> EXERCISE DESCRIPTION: Retype, word for word, the lines from the first line of the entries through the line that holds "Need: a point on every instance of the jacket, formatted"; leave out the pictures.

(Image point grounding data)
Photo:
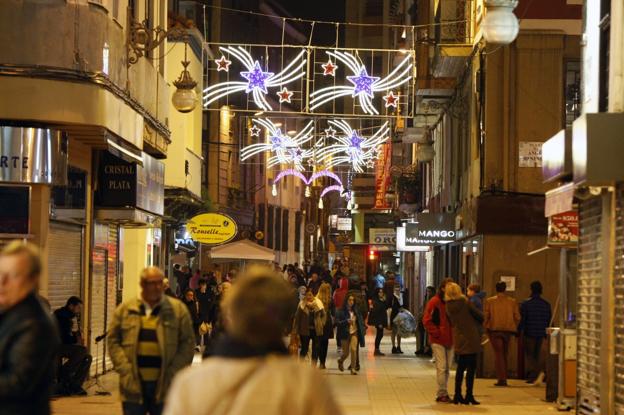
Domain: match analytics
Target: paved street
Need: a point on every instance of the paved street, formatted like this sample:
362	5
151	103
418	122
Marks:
389	385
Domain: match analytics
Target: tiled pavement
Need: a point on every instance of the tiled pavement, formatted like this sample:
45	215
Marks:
390	385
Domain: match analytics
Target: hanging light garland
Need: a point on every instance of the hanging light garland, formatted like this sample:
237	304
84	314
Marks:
364	85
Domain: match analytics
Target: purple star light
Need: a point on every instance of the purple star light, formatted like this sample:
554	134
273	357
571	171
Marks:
363	84
256	78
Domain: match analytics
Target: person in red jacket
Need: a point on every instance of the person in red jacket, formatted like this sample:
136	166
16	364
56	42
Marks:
440	338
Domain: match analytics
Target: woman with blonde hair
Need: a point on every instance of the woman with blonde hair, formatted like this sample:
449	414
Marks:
465	321
324	295
251	371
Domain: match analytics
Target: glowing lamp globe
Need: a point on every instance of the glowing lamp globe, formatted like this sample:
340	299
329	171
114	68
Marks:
184	100
500	25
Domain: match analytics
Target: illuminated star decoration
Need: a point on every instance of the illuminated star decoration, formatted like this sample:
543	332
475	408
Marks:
285	95
284	149
363	85
351	148
256	81
329	68
391	99
223	64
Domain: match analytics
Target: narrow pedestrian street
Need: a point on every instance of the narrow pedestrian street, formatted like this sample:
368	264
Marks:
389	385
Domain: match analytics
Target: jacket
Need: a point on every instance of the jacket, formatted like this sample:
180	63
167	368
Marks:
535	317
501	314
378	315
436	322
176	339
301	324
341	293
246	382
465	320
342	324
29	343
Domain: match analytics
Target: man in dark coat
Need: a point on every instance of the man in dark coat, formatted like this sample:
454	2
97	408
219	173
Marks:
535	314
76	361
29	340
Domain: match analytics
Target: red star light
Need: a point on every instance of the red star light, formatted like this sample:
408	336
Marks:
391	99
223	64
329	68
285	95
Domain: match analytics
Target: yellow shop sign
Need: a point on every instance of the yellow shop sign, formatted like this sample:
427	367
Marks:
212	228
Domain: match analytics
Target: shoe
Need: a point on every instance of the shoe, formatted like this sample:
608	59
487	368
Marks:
470	400
457	399
79	392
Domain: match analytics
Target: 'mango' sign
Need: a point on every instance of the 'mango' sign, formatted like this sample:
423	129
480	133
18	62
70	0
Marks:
430	229
212	228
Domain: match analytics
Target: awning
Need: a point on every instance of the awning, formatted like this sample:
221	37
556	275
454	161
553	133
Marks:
242	250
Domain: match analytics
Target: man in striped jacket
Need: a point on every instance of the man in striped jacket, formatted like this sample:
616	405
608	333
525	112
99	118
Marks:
149	340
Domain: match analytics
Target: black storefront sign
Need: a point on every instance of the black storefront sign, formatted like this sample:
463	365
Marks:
72	196
430	229
122	184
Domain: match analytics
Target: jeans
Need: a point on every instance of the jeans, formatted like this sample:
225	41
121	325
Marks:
500	343
467	363
149	405
378	336
533	354
444	359
73	373
350	346
323	346
305	346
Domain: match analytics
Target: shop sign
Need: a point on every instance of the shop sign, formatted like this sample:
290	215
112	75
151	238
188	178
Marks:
345	224
33	155
530	153
401	246
212	228
430	229
382	177
123	184
563	229
385	236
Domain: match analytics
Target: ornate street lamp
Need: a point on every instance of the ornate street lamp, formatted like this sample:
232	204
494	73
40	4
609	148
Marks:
500	25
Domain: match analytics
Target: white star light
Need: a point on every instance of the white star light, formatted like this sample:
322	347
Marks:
364	86
353	149
284	149
256	80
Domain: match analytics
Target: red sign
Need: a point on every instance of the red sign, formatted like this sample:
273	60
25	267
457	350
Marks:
563	229
382	177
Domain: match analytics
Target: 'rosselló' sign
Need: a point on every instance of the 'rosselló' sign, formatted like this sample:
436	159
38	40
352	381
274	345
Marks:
430	229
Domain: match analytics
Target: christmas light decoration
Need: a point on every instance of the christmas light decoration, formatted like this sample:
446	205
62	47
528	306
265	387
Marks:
223	64
257	80
364	85
285	149
352	148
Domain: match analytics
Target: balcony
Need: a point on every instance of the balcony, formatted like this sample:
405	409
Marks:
454	36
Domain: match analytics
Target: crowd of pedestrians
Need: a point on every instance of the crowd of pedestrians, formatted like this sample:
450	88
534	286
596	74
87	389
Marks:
153	338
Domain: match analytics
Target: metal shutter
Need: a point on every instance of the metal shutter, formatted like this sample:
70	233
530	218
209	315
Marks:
618	288
64	263
589	306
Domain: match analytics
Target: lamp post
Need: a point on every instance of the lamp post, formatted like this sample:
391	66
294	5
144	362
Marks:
500	25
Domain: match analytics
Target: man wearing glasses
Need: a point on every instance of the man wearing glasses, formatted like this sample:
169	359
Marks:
150	339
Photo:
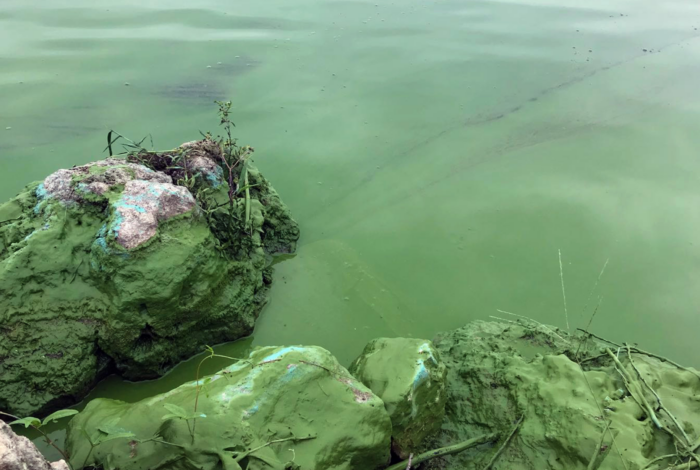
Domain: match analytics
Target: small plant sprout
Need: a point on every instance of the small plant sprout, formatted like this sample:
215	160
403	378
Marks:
36	423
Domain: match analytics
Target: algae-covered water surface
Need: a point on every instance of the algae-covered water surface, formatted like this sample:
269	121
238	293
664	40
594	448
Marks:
437	155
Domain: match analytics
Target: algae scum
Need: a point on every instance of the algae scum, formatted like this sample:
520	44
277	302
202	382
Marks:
130	265
113	266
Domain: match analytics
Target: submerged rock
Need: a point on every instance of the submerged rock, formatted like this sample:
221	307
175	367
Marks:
18	453
283	408
113	266
498	373
408	375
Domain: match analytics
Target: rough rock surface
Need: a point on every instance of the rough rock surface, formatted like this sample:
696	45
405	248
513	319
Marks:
112	266
409	377
499	372
18	453
278	394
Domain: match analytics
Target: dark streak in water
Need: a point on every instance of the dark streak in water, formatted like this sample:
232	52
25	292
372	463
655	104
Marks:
210	90
478	120
193	92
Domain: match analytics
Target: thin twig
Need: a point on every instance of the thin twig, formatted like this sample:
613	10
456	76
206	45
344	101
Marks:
445	451
658	400
505	443
596	451
275	441
659	459
600	338
600	410
635	390
600	301
534	321
563	291
595	286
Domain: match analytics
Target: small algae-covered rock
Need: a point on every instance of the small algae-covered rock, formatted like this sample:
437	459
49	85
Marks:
499	373
284	408
114	266
408	375
18	453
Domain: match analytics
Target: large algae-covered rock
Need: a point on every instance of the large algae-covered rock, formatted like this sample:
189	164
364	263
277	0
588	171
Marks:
498	373
114	266
409	377
283	408
18	453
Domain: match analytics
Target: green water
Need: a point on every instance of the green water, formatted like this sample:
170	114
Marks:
437	154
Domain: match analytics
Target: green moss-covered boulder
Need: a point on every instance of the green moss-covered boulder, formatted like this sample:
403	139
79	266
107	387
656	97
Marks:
283	408
499	374
408	375
112	266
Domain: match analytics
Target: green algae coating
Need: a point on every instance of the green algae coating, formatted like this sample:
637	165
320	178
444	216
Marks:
76	305
498	373
408	375
279	393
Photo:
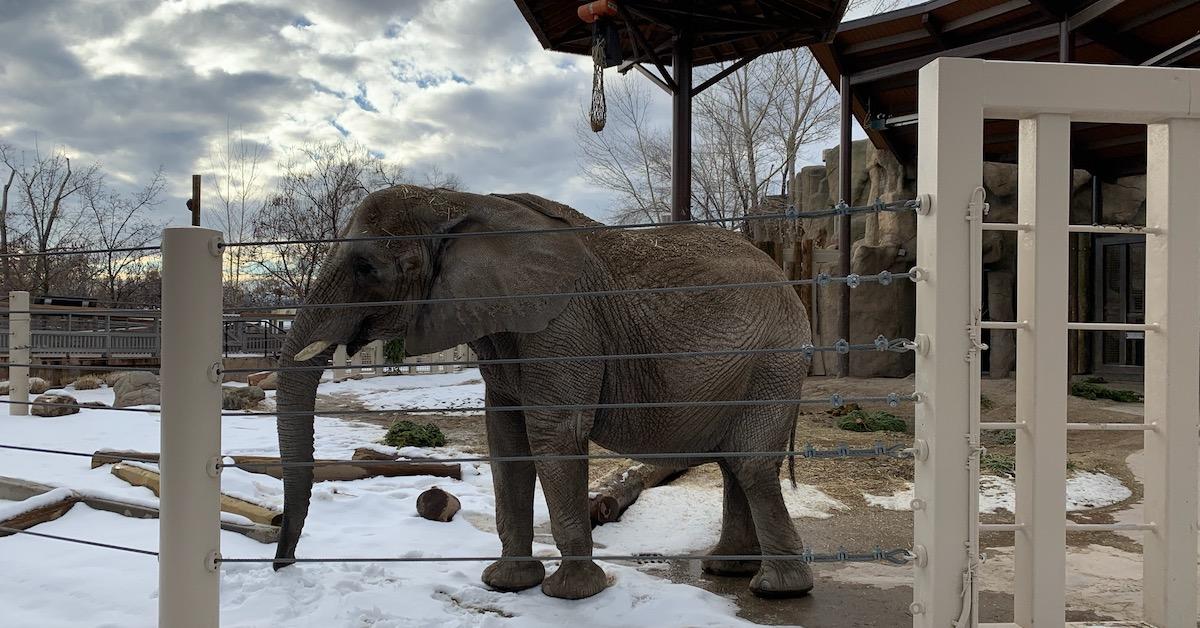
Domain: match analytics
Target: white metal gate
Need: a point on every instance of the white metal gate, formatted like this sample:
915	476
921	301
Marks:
957	95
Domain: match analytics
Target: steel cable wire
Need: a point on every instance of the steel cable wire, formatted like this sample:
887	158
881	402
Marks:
841	210
81	542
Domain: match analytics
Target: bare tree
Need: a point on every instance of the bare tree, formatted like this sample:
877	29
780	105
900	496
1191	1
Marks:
120	223
45	185
318	189
750	131
238	168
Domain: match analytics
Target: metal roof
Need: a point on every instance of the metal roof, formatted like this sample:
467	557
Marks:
882	54
721	31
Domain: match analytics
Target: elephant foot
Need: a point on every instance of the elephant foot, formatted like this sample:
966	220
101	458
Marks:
514	575
575	580
718	567
781	579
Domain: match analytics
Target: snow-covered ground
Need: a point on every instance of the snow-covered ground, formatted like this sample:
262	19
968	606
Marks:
54	584
1085	491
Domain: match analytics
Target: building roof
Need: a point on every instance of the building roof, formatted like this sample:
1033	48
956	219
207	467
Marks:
723	31
881	54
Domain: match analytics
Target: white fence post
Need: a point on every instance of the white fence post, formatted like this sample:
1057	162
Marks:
1042	288
951	167
190	522
1173	301
19	345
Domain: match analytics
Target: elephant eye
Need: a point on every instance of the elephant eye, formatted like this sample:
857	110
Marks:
363	268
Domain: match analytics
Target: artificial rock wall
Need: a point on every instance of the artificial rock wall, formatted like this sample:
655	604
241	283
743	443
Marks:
887	241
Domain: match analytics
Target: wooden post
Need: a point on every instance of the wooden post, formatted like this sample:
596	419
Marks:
681	129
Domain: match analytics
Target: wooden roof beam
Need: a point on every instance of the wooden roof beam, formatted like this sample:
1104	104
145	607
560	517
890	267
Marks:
1176	53
971	49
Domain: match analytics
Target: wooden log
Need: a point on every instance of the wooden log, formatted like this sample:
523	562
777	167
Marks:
37	509
148	478
366	453
437	504
15	489
618	490
347	470
112	456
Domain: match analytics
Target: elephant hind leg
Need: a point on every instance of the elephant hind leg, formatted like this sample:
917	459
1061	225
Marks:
777	533
738	534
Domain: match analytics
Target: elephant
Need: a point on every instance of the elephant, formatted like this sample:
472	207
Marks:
408	243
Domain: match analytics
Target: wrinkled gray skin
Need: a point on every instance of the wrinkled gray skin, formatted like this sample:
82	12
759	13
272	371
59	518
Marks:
755	520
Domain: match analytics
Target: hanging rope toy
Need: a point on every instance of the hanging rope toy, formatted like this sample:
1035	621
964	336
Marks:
605	53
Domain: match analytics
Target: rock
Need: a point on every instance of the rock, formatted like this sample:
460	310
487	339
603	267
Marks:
136	388
88	382
264	380
42	410
241	398
437	504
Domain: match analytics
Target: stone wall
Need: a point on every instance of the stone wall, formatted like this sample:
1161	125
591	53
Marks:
887	241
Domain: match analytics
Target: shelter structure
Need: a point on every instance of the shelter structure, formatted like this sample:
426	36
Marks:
875	61
681	34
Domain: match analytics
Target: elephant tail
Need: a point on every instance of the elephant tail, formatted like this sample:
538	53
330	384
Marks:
791	449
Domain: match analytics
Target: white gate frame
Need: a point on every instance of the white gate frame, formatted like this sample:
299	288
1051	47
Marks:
955	97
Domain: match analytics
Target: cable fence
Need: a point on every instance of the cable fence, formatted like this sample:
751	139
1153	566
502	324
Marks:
192	369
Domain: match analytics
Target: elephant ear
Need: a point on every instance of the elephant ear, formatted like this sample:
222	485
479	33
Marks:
491	265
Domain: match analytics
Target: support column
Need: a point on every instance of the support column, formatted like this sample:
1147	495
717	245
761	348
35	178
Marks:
844	237
1173	299
681	129
1042	299
951	167
190	522
19	341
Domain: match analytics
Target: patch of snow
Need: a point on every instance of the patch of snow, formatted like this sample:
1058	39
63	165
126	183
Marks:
11	509
682	519
1085	491
370	518
899	500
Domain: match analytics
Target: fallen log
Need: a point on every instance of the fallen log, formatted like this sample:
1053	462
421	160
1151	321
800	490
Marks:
348	470
36	509
611	495
112	456
149	478
327	470
15	489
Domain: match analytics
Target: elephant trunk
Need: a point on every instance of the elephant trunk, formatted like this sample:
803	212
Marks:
297	393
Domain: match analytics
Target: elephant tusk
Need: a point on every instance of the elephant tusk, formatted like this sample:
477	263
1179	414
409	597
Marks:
313	350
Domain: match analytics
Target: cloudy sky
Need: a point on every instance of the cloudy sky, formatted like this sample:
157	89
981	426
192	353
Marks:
133	84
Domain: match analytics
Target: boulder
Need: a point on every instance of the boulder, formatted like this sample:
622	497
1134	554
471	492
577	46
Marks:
264	380
41	410
88	382
136	388
241	398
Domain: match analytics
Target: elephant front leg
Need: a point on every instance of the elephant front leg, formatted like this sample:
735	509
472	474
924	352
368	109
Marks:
515	484
738	534
565	485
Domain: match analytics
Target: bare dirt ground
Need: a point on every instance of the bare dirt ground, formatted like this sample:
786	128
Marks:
1104	568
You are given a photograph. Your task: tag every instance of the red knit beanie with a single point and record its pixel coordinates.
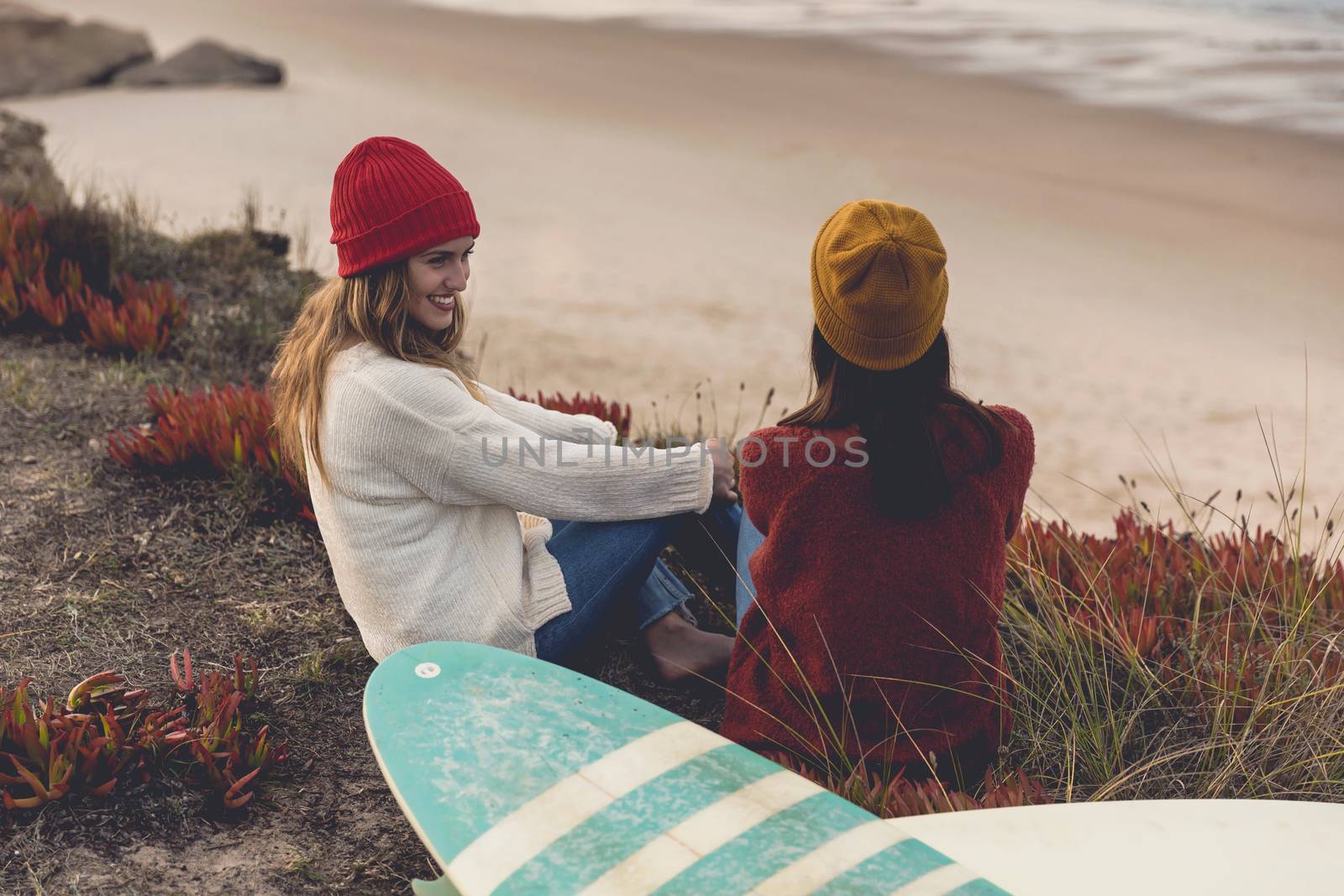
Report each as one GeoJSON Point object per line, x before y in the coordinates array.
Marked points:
{"type": "Point", "coordinates": [391, 201]}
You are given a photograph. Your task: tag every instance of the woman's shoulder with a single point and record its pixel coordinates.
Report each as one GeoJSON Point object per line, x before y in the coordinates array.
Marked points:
{"type": "Point", "coordinates": [796, 446]}
{"type": "Point", "coordinates": [371, 372]}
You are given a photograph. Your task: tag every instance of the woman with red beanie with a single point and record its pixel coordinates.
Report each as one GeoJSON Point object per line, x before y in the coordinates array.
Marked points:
{"type": "Point", "coordinates": [877, 519]}
{"type": "Point", "coordinates": [449, 511]}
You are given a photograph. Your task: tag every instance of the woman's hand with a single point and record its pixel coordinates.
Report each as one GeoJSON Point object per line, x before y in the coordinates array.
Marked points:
{"type": "Point", "coordinates": [725, 477]}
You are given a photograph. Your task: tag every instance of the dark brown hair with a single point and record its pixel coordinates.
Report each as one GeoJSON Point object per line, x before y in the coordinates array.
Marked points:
{"type": "Point", "coordinates": [894, 411]}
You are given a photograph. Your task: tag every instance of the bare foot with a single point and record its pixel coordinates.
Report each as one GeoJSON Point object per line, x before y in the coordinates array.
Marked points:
{"type": "Point", "coordinates": [680, 651]}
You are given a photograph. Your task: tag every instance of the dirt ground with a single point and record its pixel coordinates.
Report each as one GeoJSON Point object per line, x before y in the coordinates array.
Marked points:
{"type": "Point", "coordinates": [104, 569]}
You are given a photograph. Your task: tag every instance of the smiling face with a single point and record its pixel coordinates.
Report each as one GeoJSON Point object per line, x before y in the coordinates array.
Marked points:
{"type": "Point", "coordinates": [437, 277]}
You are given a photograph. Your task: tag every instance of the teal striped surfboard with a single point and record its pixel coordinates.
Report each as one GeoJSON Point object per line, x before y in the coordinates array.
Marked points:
{"type": "Point", "coordinates": [522, 777]}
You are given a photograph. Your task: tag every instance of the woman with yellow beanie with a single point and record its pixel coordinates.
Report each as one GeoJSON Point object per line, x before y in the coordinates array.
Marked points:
{"type": "Point", "coordinates": [877, 520]}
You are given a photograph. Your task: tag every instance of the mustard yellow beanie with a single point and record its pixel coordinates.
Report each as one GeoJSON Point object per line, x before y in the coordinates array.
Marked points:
{"type": "Point", "coordinates": [879, 285]}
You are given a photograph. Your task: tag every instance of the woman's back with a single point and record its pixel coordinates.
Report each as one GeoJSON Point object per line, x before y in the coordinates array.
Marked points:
{"type": "Point", "coordinates": [844, 591]}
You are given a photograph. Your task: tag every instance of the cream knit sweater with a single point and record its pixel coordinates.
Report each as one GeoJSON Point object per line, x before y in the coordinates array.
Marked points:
{"type": "Point", "coordinates": [434, 533]}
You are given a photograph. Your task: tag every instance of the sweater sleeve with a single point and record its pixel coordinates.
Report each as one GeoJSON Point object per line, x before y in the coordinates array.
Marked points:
{"type": "Point", "coordinates": [457, 450]}
{"type": "Point", "coordinates": [1019, 461]}
{"type": "Point", "coordinates": [759, 479]}
{"type": "Point", "coordinates": [581, 429]}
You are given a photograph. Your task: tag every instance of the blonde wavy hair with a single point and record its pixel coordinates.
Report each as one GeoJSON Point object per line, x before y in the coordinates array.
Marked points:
{"type": "Point", "coordinates": [370, 307]}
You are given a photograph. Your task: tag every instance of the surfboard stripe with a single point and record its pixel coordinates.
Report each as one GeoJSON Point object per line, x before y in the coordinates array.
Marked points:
{"type": "Point", "coordinates": [492, 857]}
{"type": "Point", "coordinates": [633, 821]}
{"type": "Point", "coordinates": [890, 868]}
{"type": "Point", "coordinates": [941, 882]}
{"type": "Point", "coordinates": [702, 833]}
{"type": "Point", "coordinates": [832, 859]}
{"type": "Point", "coordinates": [770, 846]}
{"type": "Point", "coordinates": [979, 887]}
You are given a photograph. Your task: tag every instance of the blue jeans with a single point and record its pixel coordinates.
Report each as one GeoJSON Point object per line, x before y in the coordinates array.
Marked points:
{"type": "Point", "coordinates": [749, 539]}
{"type": "Point", "coordinates": [613, 569]}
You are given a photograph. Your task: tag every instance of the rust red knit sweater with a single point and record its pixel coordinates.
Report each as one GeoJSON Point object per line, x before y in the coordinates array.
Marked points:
{"type": "Point", "coordinates": [853, 594]}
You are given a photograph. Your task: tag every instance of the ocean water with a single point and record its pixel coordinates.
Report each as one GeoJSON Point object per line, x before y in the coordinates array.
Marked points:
{"type": "Point", "coordinates": [1267, 62]}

> RESULT OF THIS EXERCISE:
Photo:
Domain: match analytics
Target: paved street
Need: a point on every instance of the paved street, formatted like this sample:
362	5
151	103
418	122
Marks:
389	385
Domain: match analytics
Target: tiled pavement
Need: a point on every instance of the tiled pavement, formatted like this sample:
45	215
Marks:
390	385
Domain: match analytics
Target: hanging light garland
Need: a point on every instance of the hanging light garland, formatted like this sample:
237	304
84	314
Marks:
364	85
Domain: match analytics
Target: purple star light
Need: a point on every instance of the purple star light, formatted like this sample:
554	134
273	357
571	171
Marks:
363	84
256	78
Domain: match analytics
Target: person in red jacket
Need: a point on every instance of the person in red jacket, formatted like this sample:
136	166
16	364
56	42
Marks:
440	338
Domain: match analytics
Target: woman with blonde hair
Need: a point on every instance of the woman with blonde hair, formatted like this sample:
449	414
Marks:
465	321
324	295
251	371
Domain: match analytics
Target: glowing lamp globe
Need: a point on every instance of the glowing lamp globe, formatted like this sample:
340	299
329	171
114	68
Marks:
184	100
500	25
Domain: match analytics
Target: illuminated star decoration
Need: a point on every instance of the illuminated star decoration, formatted like this sample:
543	332
475	408
Marks:
285	95
284	149
363	85
351	148
256	81
329	68
391	99
223	64
Domain: match analytics
Target: narrow pedestrian street
Need: a point on every instance of the narrow pedestrian street, formatted like this sample:
368	264
Marks:
389	385
Domain: match analytics
Target: jacket
Need: a point on every instance of the jacket, formatted like this sample:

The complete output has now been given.